[Entries from a data collection]
▼▼▼

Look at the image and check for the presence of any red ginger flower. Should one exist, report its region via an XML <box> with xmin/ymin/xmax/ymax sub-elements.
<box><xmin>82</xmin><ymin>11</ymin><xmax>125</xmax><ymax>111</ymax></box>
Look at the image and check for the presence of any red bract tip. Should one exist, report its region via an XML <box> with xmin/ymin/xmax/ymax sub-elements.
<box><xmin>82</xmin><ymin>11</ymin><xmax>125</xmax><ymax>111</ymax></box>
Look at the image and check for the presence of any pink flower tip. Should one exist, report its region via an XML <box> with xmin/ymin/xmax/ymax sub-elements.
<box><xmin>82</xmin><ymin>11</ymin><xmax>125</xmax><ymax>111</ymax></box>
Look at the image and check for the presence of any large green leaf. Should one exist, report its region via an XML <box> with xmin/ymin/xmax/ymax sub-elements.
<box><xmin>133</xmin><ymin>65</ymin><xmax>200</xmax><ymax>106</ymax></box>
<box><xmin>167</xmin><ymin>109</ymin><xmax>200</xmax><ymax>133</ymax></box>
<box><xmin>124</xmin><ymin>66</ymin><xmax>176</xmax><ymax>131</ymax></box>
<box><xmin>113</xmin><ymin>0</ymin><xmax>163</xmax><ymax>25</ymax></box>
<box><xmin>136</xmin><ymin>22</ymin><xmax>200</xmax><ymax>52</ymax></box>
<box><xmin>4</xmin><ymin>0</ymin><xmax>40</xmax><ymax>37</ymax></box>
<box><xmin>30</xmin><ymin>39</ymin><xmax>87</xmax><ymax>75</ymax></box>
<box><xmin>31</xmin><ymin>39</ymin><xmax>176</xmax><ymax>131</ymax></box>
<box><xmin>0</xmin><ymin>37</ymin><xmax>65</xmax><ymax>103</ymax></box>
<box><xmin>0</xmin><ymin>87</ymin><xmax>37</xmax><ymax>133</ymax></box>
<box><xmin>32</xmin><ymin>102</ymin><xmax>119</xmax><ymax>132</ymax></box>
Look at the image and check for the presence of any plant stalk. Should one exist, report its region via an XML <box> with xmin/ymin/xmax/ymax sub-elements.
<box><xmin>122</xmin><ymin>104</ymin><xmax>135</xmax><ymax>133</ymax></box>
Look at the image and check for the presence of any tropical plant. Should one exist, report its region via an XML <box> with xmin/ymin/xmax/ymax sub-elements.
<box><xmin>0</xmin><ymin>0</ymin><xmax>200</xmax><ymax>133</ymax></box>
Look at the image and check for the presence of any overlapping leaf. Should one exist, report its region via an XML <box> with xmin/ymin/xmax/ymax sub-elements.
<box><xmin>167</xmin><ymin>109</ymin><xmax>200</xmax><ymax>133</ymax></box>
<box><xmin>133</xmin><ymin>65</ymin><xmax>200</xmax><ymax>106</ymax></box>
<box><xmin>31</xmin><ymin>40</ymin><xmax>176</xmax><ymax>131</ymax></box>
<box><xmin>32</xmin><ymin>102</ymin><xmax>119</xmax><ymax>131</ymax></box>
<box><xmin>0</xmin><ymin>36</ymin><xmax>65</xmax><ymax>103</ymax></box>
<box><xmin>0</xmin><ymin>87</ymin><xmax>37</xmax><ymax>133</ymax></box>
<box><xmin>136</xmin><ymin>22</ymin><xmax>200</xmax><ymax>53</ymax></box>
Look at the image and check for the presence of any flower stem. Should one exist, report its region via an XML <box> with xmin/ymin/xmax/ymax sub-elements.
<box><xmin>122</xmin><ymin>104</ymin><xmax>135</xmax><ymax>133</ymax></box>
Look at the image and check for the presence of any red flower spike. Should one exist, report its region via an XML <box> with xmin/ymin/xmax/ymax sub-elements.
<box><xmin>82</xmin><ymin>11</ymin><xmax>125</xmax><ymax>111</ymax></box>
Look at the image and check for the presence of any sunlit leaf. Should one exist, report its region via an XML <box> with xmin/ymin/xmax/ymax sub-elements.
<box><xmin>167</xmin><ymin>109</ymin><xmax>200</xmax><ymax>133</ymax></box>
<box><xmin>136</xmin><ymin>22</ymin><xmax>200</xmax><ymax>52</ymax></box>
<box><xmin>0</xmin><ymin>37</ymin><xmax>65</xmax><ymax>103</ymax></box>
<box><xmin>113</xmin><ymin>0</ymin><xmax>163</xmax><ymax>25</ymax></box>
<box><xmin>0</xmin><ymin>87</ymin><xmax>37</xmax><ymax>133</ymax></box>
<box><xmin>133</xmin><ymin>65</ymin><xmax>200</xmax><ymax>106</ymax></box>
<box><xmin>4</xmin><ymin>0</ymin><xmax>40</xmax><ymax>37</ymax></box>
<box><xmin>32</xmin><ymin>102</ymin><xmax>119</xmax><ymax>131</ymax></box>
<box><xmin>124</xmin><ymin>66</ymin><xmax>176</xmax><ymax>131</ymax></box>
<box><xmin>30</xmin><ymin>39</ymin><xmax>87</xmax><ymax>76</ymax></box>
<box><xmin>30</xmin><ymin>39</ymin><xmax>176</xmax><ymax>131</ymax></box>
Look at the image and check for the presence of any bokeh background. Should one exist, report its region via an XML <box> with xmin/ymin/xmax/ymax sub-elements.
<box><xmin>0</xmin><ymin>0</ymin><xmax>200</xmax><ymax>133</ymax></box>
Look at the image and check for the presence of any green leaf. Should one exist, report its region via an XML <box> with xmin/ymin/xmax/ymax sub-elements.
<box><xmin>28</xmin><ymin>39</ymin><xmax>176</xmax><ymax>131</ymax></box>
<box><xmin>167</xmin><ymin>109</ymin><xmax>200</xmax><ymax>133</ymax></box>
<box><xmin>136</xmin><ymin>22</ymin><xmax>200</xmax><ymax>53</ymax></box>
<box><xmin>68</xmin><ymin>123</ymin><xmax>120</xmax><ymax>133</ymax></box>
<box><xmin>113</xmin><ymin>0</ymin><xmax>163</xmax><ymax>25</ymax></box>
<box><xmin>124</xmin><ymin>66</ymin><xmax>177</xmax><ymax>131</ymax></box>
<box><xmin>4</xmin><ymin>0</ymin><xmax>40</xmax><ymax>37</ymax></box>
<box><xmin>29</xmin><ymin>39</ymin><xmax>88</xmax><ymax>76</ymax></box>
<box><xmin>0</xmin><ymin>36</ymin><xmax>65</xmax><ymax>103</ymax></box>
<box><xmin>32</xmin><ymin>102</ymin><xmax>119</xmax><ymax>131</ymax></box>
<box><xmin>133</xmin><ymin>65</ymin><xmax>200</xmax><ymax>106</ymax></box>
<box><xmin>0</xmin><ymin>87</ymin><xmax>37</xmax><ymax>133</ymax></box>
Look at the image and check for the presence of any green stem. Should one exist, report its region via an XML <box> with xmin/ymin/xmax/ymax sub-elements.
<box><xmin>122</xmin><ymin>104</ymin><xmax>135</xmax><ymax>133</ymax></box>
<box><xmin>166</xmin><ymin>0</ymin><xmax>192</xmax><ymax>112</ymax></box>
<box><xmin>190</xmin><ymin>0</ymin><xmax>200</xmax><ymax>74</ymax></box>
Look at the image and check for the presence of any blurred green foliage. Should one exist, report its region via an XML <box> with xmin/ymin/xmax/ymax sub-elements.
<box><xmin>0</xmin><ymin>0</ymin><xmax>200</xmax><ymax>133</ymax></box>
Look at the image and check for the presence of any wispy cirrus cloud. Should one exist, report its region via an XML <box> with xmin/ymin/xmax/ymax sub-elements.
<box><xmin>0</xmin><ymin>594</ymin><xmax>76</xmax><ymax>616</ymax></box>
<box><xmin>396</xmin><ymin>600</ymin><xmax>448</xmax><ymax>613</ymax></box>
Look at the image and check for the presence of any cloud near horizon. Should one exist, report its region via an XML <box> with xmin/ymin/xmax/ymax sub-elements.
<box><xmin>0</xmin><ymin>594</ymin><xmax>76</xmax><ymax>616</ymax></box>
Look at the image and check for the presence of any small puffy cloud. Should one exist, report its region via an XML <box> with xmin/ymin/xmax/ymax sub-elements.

▲▲▲

Count the lines in the entries above that contain the string "stem". Reply with the number alone.

# [Exercise answer]
2